## begin Stored records

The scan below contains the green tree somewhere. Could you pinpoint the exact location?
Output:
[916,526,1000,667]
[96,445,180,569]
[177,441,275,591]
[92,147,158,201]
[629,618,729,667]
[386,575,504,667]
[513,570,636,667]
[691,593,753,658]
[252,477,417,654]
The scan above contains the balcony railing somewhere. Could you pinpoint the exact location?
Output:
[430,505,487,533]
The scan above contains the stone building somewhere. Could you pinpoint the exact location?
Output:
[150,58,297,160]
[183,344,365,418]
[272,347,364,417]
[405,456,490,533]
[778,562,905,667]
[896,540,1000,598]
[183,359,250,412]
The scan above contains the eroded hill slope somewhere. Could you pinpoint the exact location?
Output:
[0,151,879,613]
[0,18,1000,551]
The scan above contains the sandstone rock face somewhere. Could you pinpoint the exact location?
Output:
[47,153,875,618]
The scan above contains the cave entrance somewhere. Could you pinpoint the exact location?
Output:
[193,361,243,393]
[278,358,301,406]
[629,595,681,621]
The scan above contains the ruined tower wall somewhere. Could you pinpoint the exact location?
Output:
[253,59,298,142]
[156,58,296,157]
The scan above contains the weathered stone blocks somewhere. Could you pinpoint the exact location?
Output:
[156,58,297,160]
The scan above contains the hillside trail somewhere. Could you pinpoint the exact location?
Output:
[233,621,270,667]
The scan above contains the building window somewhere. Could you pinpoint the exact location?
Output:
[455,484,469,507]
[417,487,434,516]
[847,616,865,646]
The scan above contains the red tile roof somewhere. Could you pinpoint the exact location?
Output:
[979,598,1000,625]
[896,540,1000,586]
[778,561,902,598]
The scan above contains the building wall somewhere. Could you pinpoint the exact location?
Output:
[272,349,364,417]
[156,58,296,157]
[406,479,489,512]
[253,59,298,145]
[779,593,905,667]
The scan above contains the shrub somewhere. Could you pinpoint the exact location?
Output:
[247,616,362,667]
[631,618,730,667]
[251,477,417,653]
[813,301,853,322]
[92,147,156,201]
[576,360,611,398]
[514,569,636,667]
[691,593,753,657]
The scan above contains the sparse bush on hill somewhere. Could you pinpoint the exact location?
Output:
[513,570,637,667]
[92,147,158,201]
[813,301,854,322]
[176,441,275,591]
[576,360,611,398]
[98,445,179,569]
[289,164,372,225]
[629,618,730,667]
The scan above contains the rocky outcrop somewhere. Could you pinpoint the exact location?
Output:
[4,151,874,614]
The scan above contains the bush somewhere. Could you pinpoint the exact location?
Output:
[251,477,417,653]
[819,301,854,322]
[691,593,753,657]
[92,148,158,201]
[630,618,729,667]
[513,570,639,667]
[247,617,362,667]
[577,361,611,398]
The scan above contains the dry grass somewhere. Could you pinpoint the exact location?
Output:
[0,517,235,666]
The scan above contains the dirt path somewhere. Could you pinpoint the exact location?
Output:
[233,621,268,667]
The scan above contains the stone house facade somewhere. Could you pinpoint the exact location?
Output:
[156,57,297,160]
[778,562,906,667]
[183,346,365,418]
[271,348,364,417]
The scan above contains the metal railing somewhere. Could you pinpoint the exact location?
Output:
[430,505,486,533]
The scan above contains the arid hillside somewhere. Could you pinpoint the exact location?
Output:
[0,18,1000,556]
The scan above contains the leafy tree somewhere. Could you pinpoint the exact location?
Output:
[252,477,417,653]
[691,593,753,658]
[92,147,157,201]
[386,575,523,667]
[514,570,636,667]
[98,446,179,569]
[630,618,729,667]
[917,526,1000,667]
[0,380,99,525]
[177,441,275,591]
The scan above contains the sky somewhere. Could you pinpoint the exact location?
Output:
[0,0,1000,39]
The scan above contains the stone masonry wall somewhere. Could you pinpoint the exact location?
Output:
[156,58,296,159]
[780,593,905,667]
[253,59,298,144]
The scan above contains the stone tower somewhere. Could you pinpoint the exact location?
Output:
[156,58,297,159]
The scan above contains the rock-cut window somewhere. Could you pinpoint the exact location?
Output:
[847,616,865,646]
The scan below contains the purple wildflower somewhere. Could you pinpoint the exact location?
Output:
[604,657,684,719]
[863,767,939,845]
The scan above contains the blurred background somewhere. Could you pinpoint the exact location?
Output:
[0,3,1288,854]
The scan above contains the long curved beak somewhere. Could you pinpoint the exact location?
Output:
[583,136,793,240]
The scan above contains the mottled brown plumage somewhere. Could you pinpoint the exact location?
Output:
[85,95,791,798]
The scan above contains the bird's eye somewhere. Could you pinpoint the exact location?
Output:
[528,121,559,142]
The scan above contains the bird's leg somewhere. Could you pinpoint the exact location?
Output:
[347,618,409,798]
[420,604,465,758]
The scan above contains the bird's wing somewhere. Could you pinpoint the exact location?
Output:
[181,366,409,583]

## end Stored records

* **Work to complete**:
Switch "exact" to "precise" throughout every item and write all the lines out again, leaving everything else unchanged.

* **Task solution**:
The scan below contains the green tree somewhere. Could you pinpoint the precise location?
Output:
[916,526,1000,667]
[96,445,180,569]
[177,441,275,591]
[92,147,158,201]
[629,618,729,667]
[386,575,504,667]
[513,570,636,667]
[691,593,753,658]
[252,477,417,654]
The scan above contains the balcony railing somewhere. Could you pinpoint the precise location?
Output:
[430,505,487,533]
The scan above contains the stone building somewhere. Could you pinpoint the precise location?
Output:
[150,58,297,160]
[183,344,365,418]
[272,347,364,417]
[405,456,490,533]
[778,562,905,667]
[896,540,1000,598]
[183,359,250,412]
The scan above contains the eroded hill slope somewhere. Could you pinpoint the precise location?
Output:
[0,151,879,613]
[0,18,1000,551]
The scan above contains the sandstone rock face somewhere. Could you pinpoint the precise location?
Output:
[47,153,875,618]
The scan above contains the cave entrance somewhere. Could you pinpoint the precise location?
Output:
[193,361,243,393]
[278,358,301,406]
[629,595,681,621]
The scan above contains the ruined tower wall somewhere. Could you pinpoint the precise location?
Output:
[253,59,298,142]
[156,58,296,157]
The scan above contains the weathered stone blocks somewhere. Could you pinpoint the precise location?
Output:
[156,58,297,160]
The scan above contains the hillside trail somewhere. Could you pinpoint the precise location?
Output:
[233,621,270,667]
The scan above contains the building window somewhere. Could you pinpoint the precise location?
Output:
[455,484,469,507]
[417,487,434,516]
[847,616,865,646]
The scan above contains the red tile roof somewhere. Could you pinpoint the precise location?
Output:
[979,598,1000,625]
[896,540,1000,586]
[778,561,902,598]
The scan above contains the building wall somewhere. Could you pinpoint the precise location?
Output:
[272,349,364,417]
[156,58,296,157]
[406,479,489,512]
[253,59,298,145]
[779,593,905,667]
The scan above contains the shrub somewhere. Could you pinpoint the precise location?
Output:
[247,616,362,667]
[631,618,730,667]
[251,477,417,653]
[813,301,853,322]
[92,147,156,201]
[576,360,611,398]
[514,569,636,667]
[691,593,753,657]
The scan above contains the sparse bush on hill somewhere. Could you pinpoint the precise location?
Output:
[513,570,637,667]
[92,147,158,201]
[813,301,854,322]
[176,441,275,591]
[576,360,611,398]
[98,445,179,569]
[289,164,372,225]
[629,618,730,667]
The scan above contains the rocky outcrop somewhere. Could you pinpoint the precise location?
Output:
[4,151,874,614]
The scan above contains the bush somewhere. Could you pinpoint the precise location?
Output:
[251,477,417,653]
[819,301,854,322]
[691,593,753,657]
[92,148,158,201]
[630,618,729,667]
[513,570,639,667]
[247,617,362,667]
[577,361,611,398]
The scan above contains the dry grass somewhere. Could you pinpoint the precise location?
Output:
[0,517,235,666]
The scan above contains the dirt path somewhere. Could you pinpoint the precise location?
Output:
[233,621,268,667]
The scan above contains the stone house facade somewhere. Could you pinpoint the precise location?
Output:
[156,57,297,160]
[778,562,906,667]
[183,346,365,418]
[271,348,364,417]
The scan above contains the metal railing somewhere. Could you pinpoint the precise location?
Output:
[430,505,486,533]
The scan above contains the arid hillside somewhere. Could you pinpoint the precise location?
Output:
[0,18,1000,556]
The scan above contains the leafy tree somewhere. Could you pinpoint the precise location?
Output:
[252,477,417,653]
[691,593,753,658]
[92,147,157,201]
[386,575,523,667]
[514,570,636,667]
[98,446,179,569]
[630,618,729,667]
[917,526,1000,667]
[0,380,99,525]
[177,441,275,591]
The scan above contains the sky somewhere. Could you pinpoint the precise location?
Output:
[0,0,1000,39]
The scan above contains the stone masonry wall somewhere. Could you pinpoint the precise location?
Output:
[156,58,296,159]
[780,593,905,667]
[253,59,298,144]
The scan above contains the stone tower somewhere. Could you pinpoint the precise location?
Output:
[156,58,297,159]
The scan above contains the rock-cut window somewhere. Could you pinpoint the precise location?
Output:
[847,616,865,646]
The scan below contains the purple wildflower somewhere. Could you pinpoint the precise location?
Output:
[604,657,684,719]
[863,767,939,845]
The scan above contains the blurred background somewhere. Could you pinpoint the precise location?
Output:
[0,3,1288,854]
The scan above contains the long curved beak somewhere. Could you pinpoint the precise location?
Output:
[583,136,793,240]
The scan above contains the mottled brown plumage somewhere. Could you pinpoint the precise location?
Output:
[85,95,791,798]
The scan above contains the bird's eye somewhere. Could you pinpoint the precise location?
Output:
[528,121,559,142]
The scan above contains the bird's leg somewhere. Could you pinpoint the precise location?
Output:
[347,618,409,798]
[420,604,465,758]
The scan above contains the bird's wing somewhere. Could you pinpoint the precise location?
Output:
[181,366,409,583]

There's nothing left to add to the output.